START TEXT EXTRACT

Through the campaign against the Treaty of Mutual Cooperation and Security Between the United States and Japan at the end of the 1960s, helmets and protective gear for riot police officers were improved. On the other hand, general police officers were wearing blade-deflecting vests under uniforms so that they would not be noticeable, but since 2005, a strong stab vest to overlay on the uniform was adopted. And in the case of gun violence, bulletproof vests and helmets are also equipped. Ordinary police officers, riot police officers, SWAT detectives, and counter-terrorism operators use different vests of different standards.

Service weapon
In the pre-war period, most Japanese law enforcement officials only had a sabre. Only some elite detectives, bodyguards, or tactical units such as the Emergency Service Unit of the TMPD were issued pistols. The FN Model 1910 or Colt Model 1903 were used for open-carry uses, and Colt Model 1908 Vest Pocket or FN M1905 for concealed carry. During the Occupation, the Supreme Commander for the Allied Powers suggested them to be equipped with firearms. Because of the insufficient stocks and lack of domestically produced handguns, Japanese police started to receive service pistols leased from the Allies from 1949, and by 1951, all officers were issued pistols.

END TEXT EXTRACT
START DATA BLOCK

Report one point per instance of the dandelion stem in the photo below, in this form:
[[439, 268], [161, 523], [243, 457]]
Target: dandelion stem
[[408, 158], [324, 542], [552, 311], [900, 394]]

END DATA BLOCK

● **DIRECTIVES**
1. Translate this sentence from the passage on Japanese police equipment into Spanish: "In the pre-war period, most Japanese law enforcement officials only had a sabre."
2. According to the passage on Japanese police equipment, by what year had all officers been issued pistols?

● **ANSWERS FOR THE TASKS**
1. En el período de preguerra, la mayoría de los funcionarios policiales japoneses solo tenían un sable.

2. By 1951.